Records from a data collection
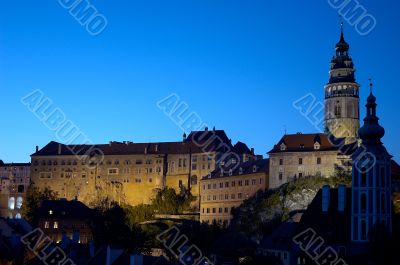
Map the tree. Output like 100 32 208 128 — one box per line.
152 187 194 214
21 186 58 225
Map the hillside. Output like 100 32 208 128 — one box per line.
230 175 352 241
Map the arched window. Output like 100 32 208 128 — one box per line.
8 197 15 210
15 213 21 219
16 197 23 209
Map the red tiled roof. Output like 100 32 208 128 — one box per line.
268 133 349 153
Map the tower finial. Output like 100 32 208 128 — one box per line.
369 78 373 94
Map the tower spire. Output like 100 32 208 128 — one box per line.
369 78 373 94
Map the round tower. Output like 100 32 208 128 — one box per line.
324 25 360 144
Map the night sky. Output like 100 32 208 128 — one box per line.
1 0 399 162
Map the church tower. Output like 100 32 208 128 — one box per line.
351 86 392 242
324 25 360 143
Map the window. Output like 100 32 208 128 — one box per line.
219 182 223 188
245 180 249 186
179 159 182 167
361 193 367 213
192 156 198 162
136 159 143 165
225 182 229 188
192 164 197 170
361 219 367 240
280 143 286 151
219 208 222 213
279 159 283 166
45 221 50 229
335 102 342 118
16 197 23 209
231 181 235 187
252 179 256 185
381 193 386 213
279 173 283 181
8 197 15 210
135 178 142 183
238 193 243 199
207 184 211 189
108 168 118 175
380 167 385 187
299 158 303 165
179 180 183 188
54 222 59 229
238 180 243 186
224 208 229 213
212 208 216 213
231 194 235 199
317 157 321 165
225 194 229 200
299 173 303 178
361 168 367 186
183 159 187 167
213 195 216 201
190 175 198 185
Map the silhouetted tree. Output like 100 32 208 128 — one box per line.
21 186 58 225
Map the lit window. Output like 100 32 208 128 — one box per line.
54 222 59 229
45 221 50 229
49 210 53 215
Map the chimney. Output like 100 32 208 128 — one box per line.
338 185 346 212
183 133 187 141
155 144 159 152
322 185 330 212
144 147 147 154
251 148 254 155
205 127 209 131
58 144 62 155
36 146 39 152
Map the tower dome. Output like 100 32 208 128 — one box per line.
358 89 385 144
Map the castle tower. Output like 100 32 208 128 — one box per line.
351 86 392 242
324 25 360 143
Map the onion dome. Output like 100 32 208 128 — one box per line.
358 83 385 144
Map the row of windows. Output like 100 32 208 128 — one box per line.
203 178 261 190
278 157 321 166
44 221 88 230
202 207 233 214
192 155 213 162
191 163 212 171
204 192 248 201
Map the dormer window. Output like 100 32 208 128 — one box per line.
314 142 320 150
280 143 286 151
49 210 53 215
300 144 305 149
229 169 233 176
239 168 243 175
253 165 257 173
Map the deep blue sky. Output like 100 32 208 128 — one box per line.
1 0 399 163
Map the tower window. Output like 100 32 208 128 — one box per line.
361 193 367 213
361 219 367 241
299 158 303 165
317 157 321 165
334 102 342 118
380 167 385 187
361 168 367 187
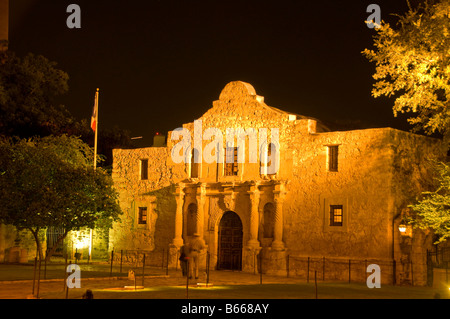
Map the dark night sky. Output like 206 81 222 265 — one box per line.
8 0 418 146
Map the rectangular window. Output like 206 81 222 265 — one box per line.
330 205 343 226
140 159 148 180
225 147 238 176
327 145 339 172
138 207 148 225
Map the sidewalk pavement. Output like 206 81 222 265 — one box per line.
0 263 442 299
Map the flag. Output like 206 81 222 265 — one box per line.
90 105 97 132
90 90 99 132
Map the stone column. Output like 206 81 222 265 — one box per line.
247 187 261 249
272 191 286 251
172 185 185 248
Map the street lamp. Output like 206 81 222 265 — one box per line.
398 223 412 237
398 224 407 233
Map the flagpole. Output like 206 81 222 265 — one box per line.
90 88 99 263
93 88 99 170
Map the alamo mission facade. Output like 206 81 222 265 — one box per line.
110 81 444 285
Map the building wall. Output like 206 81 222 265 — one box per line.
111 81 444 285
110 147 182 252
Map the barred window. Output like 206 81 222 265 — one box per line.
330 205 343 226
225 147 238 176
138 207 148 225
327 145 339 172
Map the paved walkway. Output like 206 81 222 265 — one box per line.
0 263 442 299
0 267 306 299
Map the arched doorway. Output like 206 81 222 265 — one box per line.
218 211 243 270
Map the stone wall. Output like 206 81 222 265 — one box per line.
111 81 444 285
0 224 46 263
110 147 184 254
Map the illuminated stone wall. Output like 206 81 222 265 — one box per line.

**Try it**
Could the entries above be written out word for word, pictures excluded?

**Completed task**
Map the tree. Output like 100 32 208 128 — one box per line.
152 187 194 214
21 186 58 225
Map the hillside. Output like 100 32 208 128 — one box per line.
230 175 352 241
Map the arched window. Output like 100 32 208 128 — one box per line.
8 197 15 210
15 213 21 219
16 197 23 209
Map the red tiled roof. Output like 100 32 208 128 — one box per line.
268 133 349 153
Map the tower finial. Output like 100 32 208 128 — one box per line.
369 78 373 94
Map the tower spire. Output like 100 32 208 128 — one box per line.
369 78 373 94
Map the round tower. Output like 100 32 208 128 — one box per line.
324 25 360 144
Map the night sky. Output like 100 32 208 128 — one box per line.
1 0 399 162
Map the church tower. Output like 100 32 208 128 — one box per line.
351 86 392 242
324 25 360 143
Map the window. Output like 100 32 208 128 — one box per line.
219 182 223 188
245 180 249 186
179 159 182 167
361 193 367 213
192 156 198 162
136 159 143 165
225 182 229 188
192 164 197 170
361 219 367 240
280 143 286 151
219 208 222 213
279 159 283 166
45 221 50 229
335 102 342 118
16 197 23 209
231 181 235 187
252 179 256 185
381 193 386 213
279 173 283 181
8 197 15 210
135 178 142 183
238 193 243 199
207 184 211 189
108 168 118 175
380 167 385 187
299 158 303 165
179 180 183 188
54 222 59 229
238 180 243 186
224 208 229 213
212 208 216 213
231 194 235 199
317 157 321 165
225 194 229 200
299 173 303 178
361 168 367 186
183 159 187 167
213 195 216 201
190 175 198 185
Map the silhouetted tree. Output like 100 32 208 128 — one box per line.
21 186 58 225
Map the lit window. Output like 100 32 208 128 — one box per line.
54 222 59 229
45 221 50 229
49 210 53 215
Map the chimney. Output like 100 32 208 128 — one box per line.
338 185 346 212
183 133 187 141
155 144 159 152
322 185 330 212
144 147 147 154
251 148 254 155
205 127 209 131
58 144 62 155
36 146 39 152
Map the tower dome. Output like 100 32 208 128 — one box per line.
358 89 385 144
Map the castle tower. Output like 100 32 208 128 — one box per line.
351 86 392 242
324 25 360 143
Map the onion dome. Output like 100 32 208 128 — one box per line.
358 83 385 144
Map the row of windows. Output like 100 32 208 128 — one box per line.
203 178 261 190
278 157 321 166
44 221 88 230
202 207 233 214
192 155 213 162
191 163 212 171
204 192 248 201
Map the dormer window. Output like 100 32 208 128 — one box per line.
314 142 320 150
280 143 286 151
49 210 53 215
300 144 305 149
229 169 233 176
239 168 243 175
253 165 257 173
Map the deep blue sky. Output like 100 32 208 128 — one box per line.
1 0 399 163
Map the tower window. Output like 100 32 208 128 — one box per line.
361 193 367 213
361 219 367 241
299 158 303 165
317 157 321 165
334 102 342 118
380 167 385 187
361 168 367 187
Map the dark night sky. Output like 206 81 222 265 — one box per line.
8 0 418 146
Map the rectangular window. Output like 206 81 222 265 — one box per line.
330 205 343 226
140 159 148 180
225 147 238 176
327 145 339 172
138 207 148 225
Map the sidewalk pavement. Output like 206 81 222 265 — one box per line.
0 263 442 299
Map the flag. Output like 206 81 222 265 — one box per line.
90 105 97 132
90 90 99 132
Map the stone column. Output like 206 81 222 265 — one box per line.
247 187 261 249
272 191 286 251
172 185 185 248
Map the street lamp. Output like 206 81 222 265 — one box per line.
398 223 412 237
398 224 407 233
Map the flagpole. Output like 206 81 222 265 — one box per line.
90 88 99 263
93 88 99 170
Map the alamo mission facade. Output like 206 81 222 265 — one box per line.
110 81 444 285
Map the building wall. Output like 206 81 222 265 — one box per line.
111 81 444 285
110 147 182 252
Map the barred window. Output like 206 81 222 265 — one box per line.
330 205 343 226
225 147 238 176
138 207 148 225
327 145 339 172
Map the paved walkway. Output like 206 81 222 265 — one box per line.
0 263 442 299
0 267 306 299
Map the arched doorway. Output like 206 81 222 265 — one box per line.
218 211 243 270
Map the stone wall. Output like 206 81 222 265 — one box per line.
111 81 444 285
0 224 46 263
110 147 184 254
Map the illuminated stone wall. Output like 206 81 222 265 — one box per line.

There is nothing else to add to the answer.